» Exercise
Pick up the chat log below about rate limiting right after its last line and keep the conversation going.

2025-10-11 11:23:51 <tomsmeding> right
2025-10-11 11:23:55 <[exa]> anyway in this case you might like tarpitting, that's from e-mail and makes wonders :D
2025-10-11 11:24:51 <tomsmeding> the thing I linked just now is a strictly per-IP rate limiter that works by accumulating a "spam score" per IP address that decreases exponentially and has a certain limit; if it comes above that limit, the request is rejected
2025-10-11 11:24:57 <[exa]> you KINDA have a tarpit there already ("but the account is still incremented"), the idea of tarpitting is that the "still incremented" increments more if people ignore the fact they've been ratelimited
2025-10-11 11:24:59 × fp quits (~Thunderbi@37-33-224-33.bb.dnainternet.fi) (Client Quit)
2025-10-11 11:25:07 <tomsmeding> that results in a burst allowance, but bursting makes you need to wait longer
2025-10-11 11:25:18 fp joins (~Thunderbi@37-33-224-33.bb.dnainternet.fi)
2025-10-11 11:25:26 <tomsmeding> works nicely but the per-IP nature makes it suck
2025-10-11 11:25:42 <tomsmeding> ah
2025-10-11 11:26:02 <[exa]> yap that's essentially TBF; you can hash the source IPs to say 1024 buckets and you have SFQ on top of that, and it's hard to do anything much better
2025-10-11 11:26:40 <[exa]> re ipv6 problem -- just take the part of the address that people can't fake easily (like a first third or so)
2025-10-11 11:26:50 <tomsmeding> what about false positives?

» Data provided
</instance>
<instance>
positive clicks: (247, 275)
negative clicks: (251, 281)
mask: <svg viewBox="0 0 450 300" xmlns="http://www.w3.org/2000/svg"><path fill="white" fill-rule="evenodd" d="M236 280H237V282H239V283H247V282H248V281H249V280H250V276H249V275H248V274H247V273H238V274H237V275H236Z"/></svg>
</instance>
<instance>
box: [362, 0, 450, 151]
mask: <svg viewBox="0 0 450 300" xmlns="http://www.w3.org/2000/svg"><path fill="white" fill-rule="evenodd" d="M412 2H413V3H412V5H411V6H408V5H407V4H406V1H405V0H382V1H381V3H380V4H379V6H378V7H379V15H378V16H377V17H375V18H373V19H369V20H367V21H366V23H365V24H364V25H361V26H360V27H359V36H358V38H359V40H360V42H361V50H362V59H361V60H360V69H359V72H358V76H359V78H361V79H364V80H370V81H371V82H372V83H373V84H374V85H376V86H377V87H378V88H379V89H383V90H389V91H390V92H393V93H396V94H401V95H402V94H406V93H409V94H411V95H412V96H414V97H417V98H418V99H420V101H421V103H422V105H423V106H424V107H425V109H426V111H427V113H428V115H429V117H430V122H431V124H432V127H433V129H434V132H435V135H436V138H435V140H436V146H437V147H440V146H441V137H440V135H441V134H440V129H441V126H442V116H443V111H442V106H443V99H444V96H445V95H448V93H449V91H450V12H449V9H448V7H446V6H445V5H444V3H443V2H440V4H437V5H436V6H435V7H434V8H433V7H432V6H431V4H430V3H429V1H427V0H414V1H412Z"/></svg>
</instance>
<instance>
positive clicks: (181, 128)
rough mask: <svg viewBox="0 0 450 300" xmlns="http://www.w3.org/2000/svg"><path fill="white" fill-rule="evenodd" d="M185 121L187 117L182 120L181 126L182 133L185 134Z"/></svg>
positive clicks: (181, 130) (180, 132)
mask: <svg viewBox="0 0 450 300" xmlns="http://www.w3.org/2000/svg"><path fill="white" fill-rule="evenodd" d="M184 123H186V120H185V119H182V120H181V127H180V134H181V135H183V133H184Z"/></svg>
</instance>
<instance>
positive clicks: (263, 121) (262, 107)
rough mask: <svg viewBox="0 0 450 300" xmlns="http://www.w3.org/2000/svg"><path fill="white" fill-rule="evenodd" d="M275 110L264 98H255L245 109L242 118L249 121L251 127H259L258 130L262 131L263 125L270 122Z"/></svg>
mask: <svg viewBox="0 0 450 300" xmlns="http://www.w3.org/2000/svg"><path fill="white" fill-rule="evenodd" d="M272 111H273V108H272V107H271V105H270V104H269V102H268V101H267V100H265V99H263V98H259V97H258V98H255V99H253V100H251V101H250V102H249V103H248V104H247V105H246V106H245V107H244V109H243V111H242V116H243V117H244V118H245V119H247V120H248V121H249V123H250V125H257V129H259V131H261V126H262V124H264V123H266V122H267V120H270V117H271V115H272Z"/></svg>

* * *

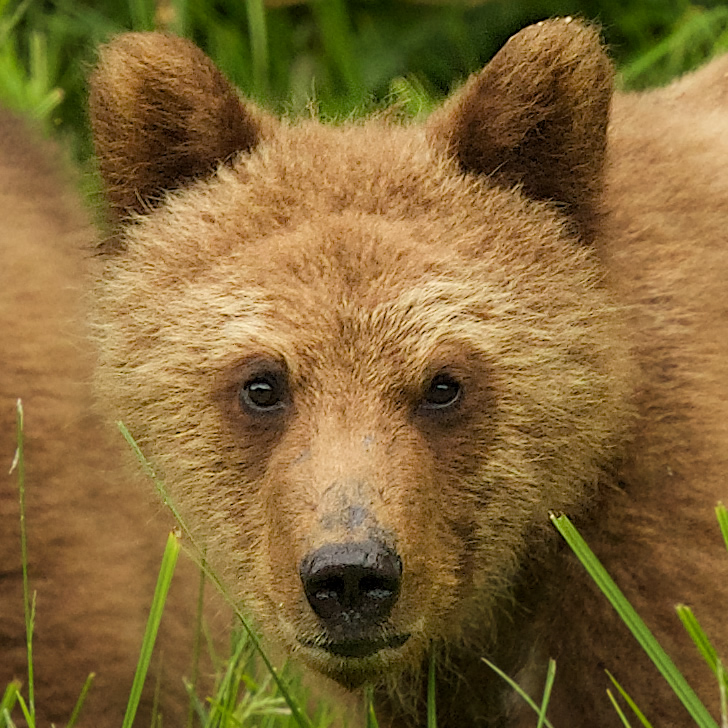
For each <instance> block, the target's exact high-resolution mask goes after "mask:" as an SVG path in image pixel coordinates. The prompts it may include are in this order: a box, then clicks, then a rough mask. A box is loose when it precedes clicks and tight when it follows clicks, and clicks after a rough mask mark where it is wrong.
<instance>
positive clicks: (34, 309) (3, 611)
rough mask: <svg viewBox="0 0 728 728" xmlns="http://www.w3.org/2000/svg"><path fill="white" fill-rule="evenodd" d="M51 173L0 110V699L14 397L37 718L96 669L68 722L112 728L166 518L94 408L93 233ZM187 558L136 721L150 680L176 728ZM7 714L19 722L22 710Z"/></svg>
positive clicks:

» Task response
2025-10-11 11:26:52 CiaoSen joins (~Jura@2a02:8071:64e1:da0:5a47:caff:fe78:33db)
2025-10-11 11:27:10 <tomsmeding> I guess for a pastebin that's not so deadly
2025-10-11 11:27:31 <[exa]> show nice error message, you can't do anything. SFQ is there exactly to limit the impact of the false positives
2025-10-11 11:28:00 <tomsmeding> SFQ gives you a probability to still get through even if you're rate-limited?
2025-10-11 11:28:12 <[exa]> (maybe I sholdn't call this SFQ in this context since you essentially don't queue stuff, this is just buckets)
2025-10-11 11:28:36 <[exa]> yeah with SFQ if there's a ratelimited IP(or bucket), the other buckets are unaffected
2025-10-11 11:28:58 <tomsmeding> no what I mean with false positives is that with IP-based bucketing, you're going to bucket bucketloads (heh) of people in the same bucket
2025-10-11 11:29:13 <[exa]> ah yes that's unavoidable
2025-10-11 11:29:20 <tomsmeding> schools with NAT, ISPs with cgNAT or handing out small IPv6 prefixes
2025-10-11 11:29:23 <[exa]> but everyone does that (even google) and it's OK
2025-10-11 11:29:42 <tomsmeding> s/small/long/
2025-10-11 11:30:06 <[exa]> the usual solution is to require a bit more auth at that point (captcha?)